# JOB
Copy the lines from the line with "Using the prompts" up to and including the line with "positive clicks: (336, 246)", changing "rough mask" to "coarse mask" and leaving everything else the same.

# EXERCISE DATA
=====
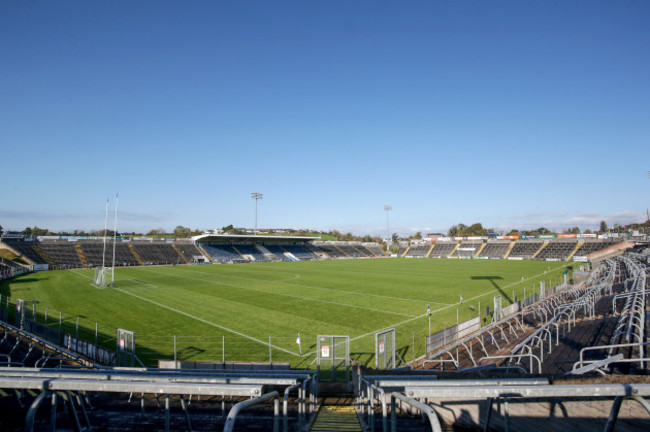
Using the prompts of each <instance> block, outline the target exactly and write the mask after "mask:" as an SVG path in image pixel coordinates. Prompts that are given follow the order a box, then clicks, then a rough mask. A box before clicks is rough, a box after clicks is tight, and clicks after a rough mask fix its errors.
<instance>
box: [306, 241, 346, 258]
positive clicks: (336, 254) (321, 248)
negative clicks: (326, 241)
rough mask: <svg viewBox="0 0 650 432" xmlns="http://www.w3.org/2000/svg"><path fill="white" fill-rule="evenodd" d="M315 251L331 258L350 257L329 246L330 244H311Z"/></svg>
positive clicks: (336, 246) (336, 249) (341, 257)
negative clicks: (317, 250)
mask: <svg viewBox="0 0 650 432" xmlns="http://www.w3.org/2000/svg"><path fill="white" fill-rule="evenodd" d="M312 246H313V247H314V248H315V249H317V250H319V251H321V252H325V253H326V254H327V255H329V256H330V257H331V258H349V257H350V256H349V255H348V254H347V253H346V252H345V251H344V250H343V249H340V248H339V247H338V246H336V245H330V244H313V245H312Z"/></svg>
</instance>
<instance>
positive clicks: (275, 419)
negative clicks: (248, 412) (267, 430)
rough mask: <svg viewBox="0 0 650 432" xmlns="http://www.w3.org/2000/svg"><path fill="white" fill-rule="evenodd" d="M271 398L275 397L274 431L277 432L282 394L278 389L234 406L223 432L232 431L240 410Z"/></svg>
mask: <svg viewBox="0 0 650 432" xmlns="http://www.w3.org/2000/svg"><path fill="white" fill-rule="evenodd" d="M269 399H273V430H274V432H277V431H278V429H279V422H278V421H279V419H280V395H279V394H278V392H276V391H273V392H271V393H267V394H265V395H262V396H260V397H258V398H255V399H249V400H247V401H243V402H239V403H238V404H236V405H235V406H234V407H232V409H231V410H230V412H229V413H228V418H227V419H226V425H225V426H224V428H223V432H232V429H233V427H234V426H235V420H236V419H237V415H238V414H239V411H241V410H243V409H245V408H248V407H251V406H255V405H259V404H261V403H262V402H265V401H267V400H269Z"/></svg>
=====
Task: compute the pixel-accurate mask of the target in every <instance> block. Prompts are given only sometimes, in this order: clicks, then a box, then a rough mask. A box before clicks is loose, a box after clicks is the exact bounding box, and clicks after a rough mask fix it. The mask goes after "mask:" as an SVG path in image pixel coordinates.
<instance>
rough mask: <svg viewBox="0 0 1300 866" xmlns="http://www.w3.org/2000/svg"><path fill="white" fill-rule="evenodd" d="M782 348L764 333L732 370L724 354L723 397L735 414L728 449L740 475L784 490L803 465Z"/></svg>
=====
# RESULT FOR THIS TASK
Using the prompts of each <instance> block, outline the target exactly and write the mask after "mask:" as an SVG path in image pixel coordinates. Prompts that are given follow the order a box, then clicks, then a coarse mask. A box before clicks is rough, a box after clicks is tight, and clicks after a coarse mask fix its errors.
<instance>
box: [306, 241, 346, 258]
positive clicks: (336, 254) (321, 248)
negative clicks: (326, 241)
coarse mask: <svg viewBox="0 0 650 432" xmlns="http://www.w3.org/2000/svg"><path fill="white" fill-rule="evenodd" d="M315 251L331 258L350 257L329 246L330 244H311Z"/></svg>
positive clicks: (336, 246) (336, 249) (341, 257)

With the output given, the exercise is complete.